Tasks to carry out -
1 - Retype the mailing list post from "I think this" up to and including "environment (see above).".
2 - Echo the entries from their start up to and including the line with "rough mask: <svg". Omit the pictures from your answer.

START Page text

Open MPI logo

Open MPI User's Mailing List Archives

  |   Home   |   Support   |   FAQ   |   all Open MPI User's mailing list

Subject: Re: [OMPI users] Fwd: [GE users] Open MPI job fails when run thru SGE
From: Reuti (reuti_at_[hidden])
Date: 2009-01-30 11:50:22


Am 30.01.2009 um 15:02 schrieb Sangamesh B:

> Dear Open MPI,
>
> Do you have a solution for the following problem of Open MPI (1.3)
> when run through Grid Engine.
>
> I changed global execd params with H_MEMORYLOCKED=infinity and
> restarted the sgeexecd in all nodes.
>
> But still the problem persists:
>
> $cat err.77.CPMD-OMPI
> ssh_exchange_identification: Connection closed by remote host

I think this might already be the reason why it's not working. A
mpihello program is running fine through SGE?

-- Reuti

> ----------------------------------------------------------------------
> ----
> A daemon (pid 31947) died unexpectedly with status 129 while
> attempting
> to launch so we are aborting.
>
> There may be more information reported by the environment (see above).
>
> This may be because the daemon was unable to find all the needed
> shared
> libraries on the remote node. You may set your LD_LIBRARY_PATH to
> have the
> location of the shared libraries on the remote nodes and this will
> automatically be forwarded to the remote nodes.

END Page text
START Available records

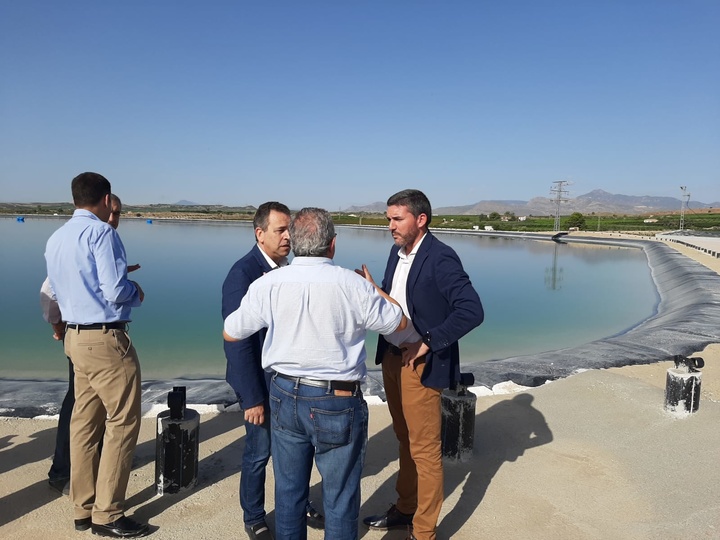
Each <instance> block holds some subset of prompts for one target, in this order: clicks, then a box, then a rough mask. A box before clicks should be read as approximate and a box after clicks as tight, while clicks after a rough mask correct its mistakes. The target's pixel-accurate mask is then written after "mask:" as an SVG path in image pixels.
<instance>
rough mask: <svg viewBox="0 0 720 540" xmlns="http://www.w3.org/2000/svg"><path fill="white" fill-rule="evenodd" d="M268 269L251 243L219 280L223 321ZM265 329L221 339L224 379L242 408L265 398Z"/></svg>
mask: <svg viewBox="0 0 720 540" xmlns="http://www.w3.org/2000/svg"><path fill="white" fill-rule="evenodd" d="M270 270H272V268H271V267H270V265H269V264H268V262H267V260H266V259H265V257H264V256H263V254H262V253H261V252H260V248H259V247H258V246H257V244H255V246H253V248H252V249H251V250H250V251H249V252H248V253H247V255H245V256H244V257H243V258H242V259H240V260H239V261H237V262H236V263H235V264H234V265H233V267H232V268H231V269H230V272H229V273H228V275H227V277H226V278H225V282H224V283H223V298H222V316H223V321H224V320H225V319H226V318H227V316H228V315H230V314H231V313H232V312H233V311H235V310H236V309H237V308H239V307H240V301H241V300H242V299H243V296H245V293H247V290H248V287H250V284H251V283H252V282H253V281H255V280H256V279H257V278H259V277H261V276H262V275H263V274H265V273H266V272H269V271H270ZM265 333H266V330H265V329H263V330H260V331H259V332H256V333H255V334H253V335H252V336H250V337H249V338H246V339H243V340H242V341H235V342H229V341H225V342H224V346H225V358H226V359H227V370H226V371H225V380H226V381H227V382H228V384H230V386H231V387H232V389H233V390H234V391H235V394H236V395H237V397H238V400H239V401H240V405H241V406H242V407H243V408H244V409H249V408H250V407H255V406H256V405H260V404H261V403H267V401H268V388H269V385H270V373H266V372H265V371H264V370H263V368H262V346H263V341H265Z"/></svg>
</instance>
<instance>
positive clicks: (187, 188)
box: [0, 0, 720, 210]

END Available records

Exercise answers -
1 -
I think this might already be the reason why it's not working. A
mpihello program is running fine through SGE?

-- Reuti

> ----------------------------------------------------------------------
> ----
> A daemon (pid 31947) died unexpectedly with status 129 while
> attempting
> to launch so we are aborting.
>
> There may be more information reported by the environment (see above).

2 -
Each <instance> block holds some subset of prompts for one target, in this order: clicks, then a box, then a rough mask. A box before clicks should be read as approximate and a box after clicks as tight, while clicks after a rough mask correct its mistakes. The target's pixel-accurate mask is then written after "mask:" as an SVG path in image pixels.
<instance>
rough mask: <svg viewBox="0 0 720 540" xmlns="http://www.w3.org/2000/svg"><path fill="white" fill-rule="evenodd" d="M268 269L251 243L219 280L223 321ZM265 329L221 339L224 379L242 408L265 398Z"/></svg>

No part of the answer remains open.